_DATA FOR THIS TASK_
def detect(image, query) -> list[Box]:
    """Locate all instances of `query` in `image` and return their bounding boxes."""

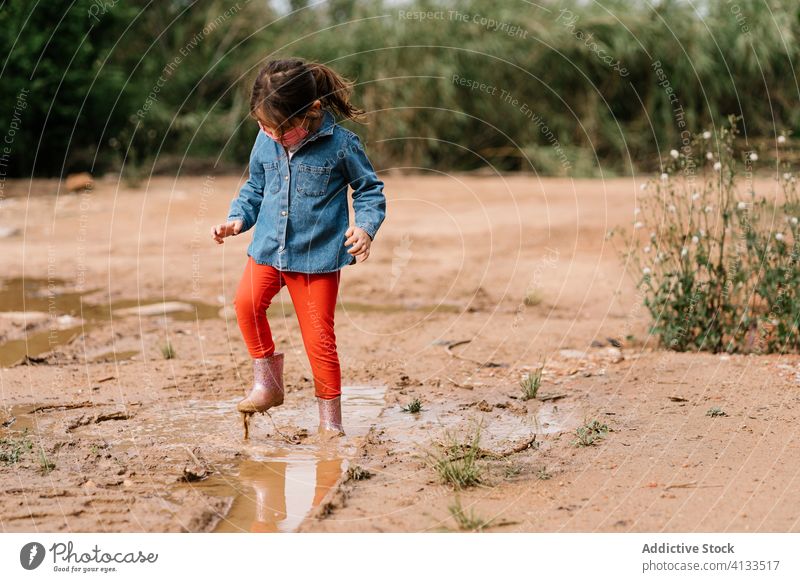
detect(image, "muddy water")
[0,278,220,367]
[0,277,462,367]
[123,386,386,532]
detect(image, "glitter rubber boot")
[236,352,283,438]
[317,396,344,438]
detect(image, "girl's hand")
[211,220,244,245]
[344,226,372,263]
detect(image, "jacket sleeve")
[228,132,265,234]
[344,134,386,240]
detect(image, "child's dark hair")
[250,59,364,135]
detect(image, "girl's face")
[258,99,322,135]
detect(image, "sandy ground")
[0,175,800,531]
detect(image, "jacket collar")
[280,109,336,155]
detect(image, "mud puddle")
[60,386,386,532]
[0,278,220,367]
[382,400,583,453]
[191,386,386,532]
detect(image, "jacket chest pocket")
[263,162,281,194]
[297,164,331,196]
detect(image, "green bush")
[625,117,800,353]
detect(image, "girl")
[213,59,386,438]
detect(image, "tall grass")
[626,118,800,353]
[6,0,800,178]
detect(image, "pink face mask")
[258,117,308,147]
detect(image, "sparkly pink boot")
[317,396,344,438]
[236,352,283,438]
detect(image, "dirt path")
[0,176,800,531]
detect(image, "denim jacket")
[228,110,386,273]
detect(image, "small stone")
[64,172,94,192]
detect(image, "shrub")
[625,117,800,353]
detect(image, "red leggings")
[234,255,342,399]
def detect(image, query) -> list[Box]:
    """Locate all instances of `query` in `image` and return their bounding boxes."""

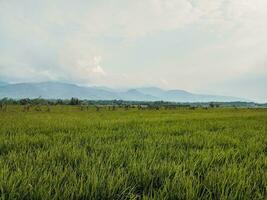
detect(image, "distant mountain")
[0,82,248,102]
[0,81,8,87]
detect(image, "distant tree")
[69,97,80,105]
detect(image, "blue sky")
[0,0,267,102]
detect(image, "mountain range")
[0,81,249,102]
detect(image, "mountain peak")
[0,82,250,102]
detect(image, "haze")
[0,0,267,102]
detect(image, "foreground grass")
[0,106,267,199]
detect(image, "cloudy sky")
[0,0,267,102]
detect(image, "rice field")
[0,106,267,200]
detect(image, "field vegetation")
[0,105,267,199]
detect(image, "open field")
[0,106,267,199]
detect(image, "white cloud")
[0,0,267,100]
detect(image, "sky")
[0,0,267,102]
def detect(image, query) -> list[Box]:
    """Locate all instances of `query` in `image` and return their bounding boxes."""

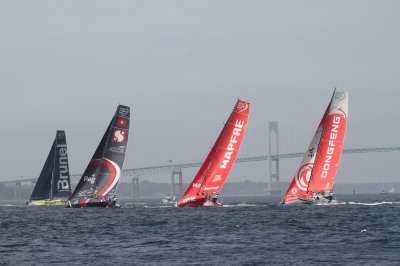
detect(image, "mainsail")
[69,105,130,207]
[283,90,348,204]
[177,99,250,207]
[29,130,71,201]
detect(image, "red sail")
[177,99,250,207]
[308,91,348,193]
[283,105,329,204]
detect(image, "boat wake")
[143,205,175,209]
[0,204,25,207]
[348,201,400,206]
[221,203,257,208]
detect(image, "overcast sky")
[0,0,400,183]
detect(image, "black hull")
[66,201,121,208]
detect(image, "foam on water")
[348,201,400,206]
[0,195,400,265]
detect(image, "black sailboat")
[67,105,130,208]
[28,130,71,205]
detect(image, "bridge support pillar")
[0,184,6,199]
[132,177,140,198]
[268,121,282,195]
[171,165,183,197]
[14,182,22,199]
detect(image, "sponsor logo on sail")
[118,106,129,117]
[83,175,96,185]
[57,145,69,191]
[204,186,219,191]
[236,102,249,113]
[295,163,313,191]
[113,129,126,143]
[107,146,126,153]
[117,118,128,127]
[213,175,222,182]
[219,120,244,169]
[321,116,341,179]
[182,197,196,203]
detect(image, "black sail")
[52,130,71,198]
[70,105,130,207]
[30,130,71,200]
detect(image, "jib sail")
[30,130,71,200]
[283,90,348,204]
[70,105,130,206]
[308,91,348,193]
[178,99,250,206]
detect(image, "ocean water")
[0,194,400,265]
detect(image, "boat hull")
[299,197,338,205]
[176,196,222,207]
[28,200,67,206]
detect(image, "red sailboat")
[282,90,348,204]
[177,99,250,207]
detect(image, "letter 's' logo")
[236,102,249,113]
[83,175,96,185]
[295,163,314,191]
[113,129,126,143]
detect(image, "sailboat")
[67,105,130,208]
[176,99,250,207]
[27,130,71,206]
[282,89,348,204]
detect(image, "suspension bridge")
[0,121,400,198]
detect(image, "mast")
[307,88,336,193]
[177,99,250,207]
[71,105,130,207]
[307,91,348,194]
[197,110,233,194]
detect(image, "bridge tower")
[171,165,183,197]
[132,177,140,198]
[268,121,281,195]
[14,182,22,199]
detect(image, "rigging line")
[307,88,336,193]
[197,104,236,195]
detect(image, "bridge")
[0,121,400,198]
[0,146,400,198]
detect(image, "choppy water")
[0,194,400,265]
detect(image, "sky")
[0,0,400,183]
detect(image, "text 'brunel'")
[219,120,244,169]
[57,145,69,191]
[321,116,340,178]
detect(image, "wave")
[348,201,400,206]
[221,203,257,208]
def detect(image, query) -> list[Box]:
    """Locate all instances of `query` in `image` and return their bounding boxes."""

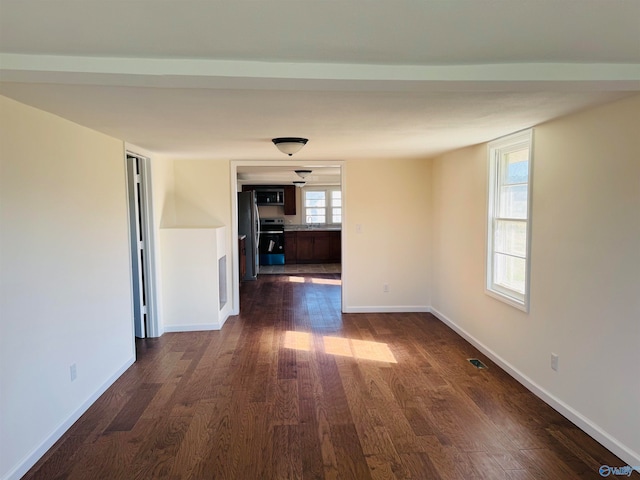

_WHAT IS ASKED_
Rewrite all the items above with every "detect" replaced by "find_boxes", leaving everything else unchanged and omitting the pictures.

_RESULT OF THE TASK_
def find_boxes(image, query) -> list[Box]:
    """Locate all instances of `query` in `image` and return their bounding boxes."""

find_boxes(image, "muddy water")
[0,278,220,367]
[0,277,462,367]
[123,386,386,532]
find_boxes(image, "glitter rubber boot")
[236,352,283,438]
[317,396,344,438]
find_boxes(image, "girl's hand")
[211,220,244,245]
[344,226,372,263]
find_boxes(image, "jacket sleeve")
[228,132,265,234]
[344,134,386,240]
find_boxes(image, "child's dark hair")
[250,59,364,135]
find_boxes(image, "girl's face")
[258,99,322,135]
find_boxes(image, "sandy ground")
[0,175,800,531]
find_boxes(image, "jacket collar")
[280,109,336,155]
find_boxes(image, "mud puddle")
[60,386,386,532]
[0,278,220,367]
[382,400,583,453]
[191,386,386,532]
find_boxes(image, "jacket chest pocket")
[263,162,281,194]
[297,164,331,196]
find_boxes(image, "green bush")
[625,117,800,353]
find_boxes(image, "girl")
[213,59,386,438]
find_boxes(image, "tall grass")
[626,118,800,353]
[6,0,800,178]
find_boxes(image, "pink face mask")
[258,117,308,147]
find_boxes(image, "sparkly pink boot")
[317,396,344,438]
[236,352,283,438]
find_boxes(image, "dirt path")
[0,176,800,531]
find_boxes(image, "denim jacket")
[228,110,386,273]
find_boxes(image, "small stone")
[64,172,94,192]
find_boxes(image, "shrub")
[625,117,800,353]
find_boxes(image, "red leggings")
[234,255,342,399]
def find_boxes(image, query) -> list[Box]:
    """Locate all instances of `query` in `image` and return their bounding boxes."""

find_boxes(image, "distant mountain")
[0,82,248,102]
[0,81,8,87]
find_boxes(image, "distant tree")
[69,97,80,105]
find_boxes(image, "blue sky")
[0,0,267,102]
find_boxes(image, "mountain range")
[0,81,249,102]
find_boxes(image, "mountain peak")
[0,82,250,102]
find_boxes(image, "haze")
[0,0,267,102]
find_boxes(image, "foreground grass")
[0,106,267,199]
find_boxes(image, "cloudy sky")
[0,0,267,102]
find_boxes(image, "rice field")
[0,106,267,200]
find_boxes(image, "field vegetation")
[0,105,267,199]
find_boxes(image, "open field")
[0,106,267,199]
find_boxes(image, "white cloud")
[0,0,267,100]
find_boxes(image, "sky")
[0,0,267,102]
def find_boxes(image, query) -> list[Box]:
    """Locate all instances of `query` in `image` and return their bounding boxes."""

find_boxes(image, "mainsail")
[69,105,130,207]
[283,90,348,204]
[177,99,250,207]
[29,130,71,201]
find_boxes(image, "red sail")
[177,99,250,207]
[308,91,348,193]
[283,105,329,204]
find_boxes(image, "boat wake")
[143,205,175,209]
[0,204,25,207]
[348,201,400,206]
[221,203,257,208]
find_boxes(image, "overcast sky")
[0,0,400,183]
find_boxes(image, "black hull")
[66,201,121,208]
find_boxes(image, "foam on water")
[348,201,400,206]
[0,195,400,265]
find_boxes(image, "black sailboat")
[67,105,130,208]
[28,130,71,205]
find_boxes(image, "bridge support pillar")
[0,184,6,199]
[132,177,140,198]
[268,121,282,195]
[171,165,183,197]
[14,182,22,199]
find_boxes(image, "sponsor logo on sail")
[118,106,129,117]
[83,175,96,185]
[57,145,69,191]
[204,186,219,191]
[236,102,249,113]
[295,163,313,191]
[113,129,126,143]
[107,146,126,153]
[117,118,128,127]
[213,175,222,182]
[219,120,244,169]
[321,116,341,179]
[182,197,196,203]
find_boxes(image, "black sail")
[52,130,71,198]
[70,105,130,207]
[30,130,71,200]
find_boxes(image, "jib sail")
[30,130,71,200]
[283,90,348,204]
[70,105,130,206]
[308,91,348,193]
[178,99,250,206]
find_boxes(image, "ocean water")
[0,194,400,265]
find_boxes(image, "boat hull")
[299,197,338,205]
[176,196,222,207]
[28,200,67,206]
find_boxes(image, "red sailboat")
[282,90,348,204]
[177,99,250,207]
find_boxes(image, "letter 's' logo")
[236,102,249,113]
[83,175,96,185]
[295,163,314,191]
[113,129,126,143]
find_boxes(image, "sailboat")
[67,105,130,208]
[176,99,250,207]
[27,130,71,206]
[282,89,348,204]
find_boxes(image, "suspension bridge")
[0,121,400,198]
find_boxes(image, "mast")
[307,88,336,193]
[177,99,250,207]
[71,105,130,207]
[307,91,348,194]
[197,110,233,194]
find_boxes(image, "bridge tower")
[171,165,183,197]
[132,177,140,198]
[268,121,281,195]
[14,182,22,199]
find_boxes(image, "rigging line")
[307,88,336,193]
[197,104,236,195]
find_boxes(image, "bridge")
[0,121,400,198]
[0,146,400,198]
find_boxes(image, "choppy water")
[0,194,400,265]
find_boxes(image, "sky")
[0,0,400,183]
find_boxes(image, "text 'brunel'")
[219,120,244,169]
[57,145,69,191]
[321,116,340,178]
find_boxes(image, "wave")
[348,201,400,206]
[221,203,257,208]
def find_boxes(image, query) -> list[Box]:
    """Locate all instances of `query` in `image` and return their bounding boxes."""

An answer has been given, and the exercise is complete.